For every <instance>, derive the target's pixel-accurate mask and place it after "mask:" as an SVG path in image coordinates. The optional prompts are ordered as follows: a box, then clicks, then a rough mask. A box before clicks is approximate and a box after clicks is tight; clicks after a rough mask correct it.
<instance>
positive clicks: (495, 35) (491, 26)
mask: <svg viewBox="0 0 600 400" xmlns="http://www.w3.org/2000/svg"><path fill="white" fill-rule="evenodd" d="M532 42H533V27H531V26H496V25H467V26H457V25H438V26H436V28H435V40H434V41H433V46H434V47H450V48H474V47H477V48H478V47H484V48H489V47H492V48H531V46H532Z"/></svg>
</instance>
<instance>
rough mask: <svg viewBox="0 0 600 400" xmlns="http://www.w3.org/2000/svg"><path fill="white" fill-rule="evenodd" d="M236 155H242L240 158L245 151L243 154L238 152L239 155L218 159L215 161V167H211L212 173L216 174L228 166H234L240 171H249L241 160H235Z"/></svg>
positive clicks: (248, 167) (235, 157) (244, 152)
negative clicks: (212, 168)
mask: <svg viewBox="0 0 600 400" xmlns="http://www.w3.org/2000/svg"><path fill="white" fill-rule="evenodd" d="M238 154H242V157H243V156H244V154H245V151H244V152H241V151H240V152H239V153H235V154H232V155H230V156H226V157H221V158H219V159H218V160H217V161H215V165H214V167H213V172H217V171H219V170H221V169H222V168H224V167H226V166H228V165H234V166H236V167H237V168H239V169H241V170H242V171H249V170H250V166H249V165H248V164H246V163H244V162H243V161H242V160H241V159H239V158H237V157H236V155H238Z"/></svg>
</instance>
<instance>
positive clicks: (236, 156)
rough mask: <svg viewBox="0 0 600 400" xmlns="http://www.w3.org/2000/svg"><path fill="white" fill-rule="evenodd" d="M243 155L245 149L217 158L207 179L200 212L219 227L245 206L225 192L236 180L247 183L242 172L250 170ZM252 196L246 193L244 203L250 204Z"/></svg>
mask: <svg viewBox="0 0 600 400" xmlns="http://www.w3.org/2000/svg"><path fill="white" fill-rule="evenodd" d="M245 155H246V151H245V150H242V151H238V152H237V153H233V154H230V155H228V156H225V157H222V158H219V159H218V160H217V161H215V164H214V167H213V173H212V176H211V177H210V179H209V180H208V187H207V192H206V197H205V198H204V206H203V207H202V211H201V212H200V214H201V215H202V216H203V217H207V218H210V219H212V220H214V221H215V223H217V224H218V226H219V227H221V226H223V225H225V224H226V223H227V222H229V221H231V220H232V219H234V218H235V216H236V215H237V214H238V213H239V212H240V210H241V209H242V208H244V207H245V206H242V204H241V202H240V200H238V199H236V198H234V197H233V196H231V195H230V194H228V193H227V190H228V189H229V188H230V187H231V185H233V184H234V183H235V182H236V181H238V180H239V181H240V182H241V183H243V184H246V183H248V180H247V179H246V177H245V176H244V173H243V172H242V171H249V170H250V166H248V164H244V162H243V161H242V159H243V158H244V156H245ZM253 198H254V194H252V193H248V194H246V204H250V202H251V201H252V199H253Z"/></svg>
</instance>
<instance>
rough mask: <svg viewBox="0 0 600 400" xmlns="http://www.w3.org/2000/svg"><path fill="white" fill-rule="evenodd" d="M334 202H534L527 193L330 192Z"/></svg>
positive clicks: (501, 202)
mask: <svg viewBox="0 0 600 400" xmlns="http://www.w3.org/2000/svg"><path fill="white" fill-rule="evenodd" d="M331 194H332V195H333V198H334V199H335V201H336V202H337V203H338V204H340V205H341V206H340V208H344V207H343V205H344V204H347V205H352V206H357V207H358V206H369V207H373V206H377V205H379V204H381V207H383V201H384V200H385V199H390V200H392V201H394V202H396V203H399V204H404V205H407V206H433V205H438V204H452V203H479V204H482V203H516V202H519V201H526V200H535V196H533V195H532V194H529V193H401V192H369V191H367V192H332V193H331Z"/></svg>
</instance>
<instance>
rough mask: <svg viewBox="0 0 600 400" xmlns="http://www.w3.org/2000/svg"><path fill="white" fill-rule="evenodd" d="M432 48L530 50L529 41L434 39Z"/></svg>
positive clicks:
====
Pick out every line of the data above that contains the word "positive", and copy each of those lines in full.

positive clicks: (495, 35) (491, 26)
positive clicks: (248, 167) (235, 157) (244, 152)
positive clicks: (236, 156)
positive clicks: (501, 202)
positive clicks:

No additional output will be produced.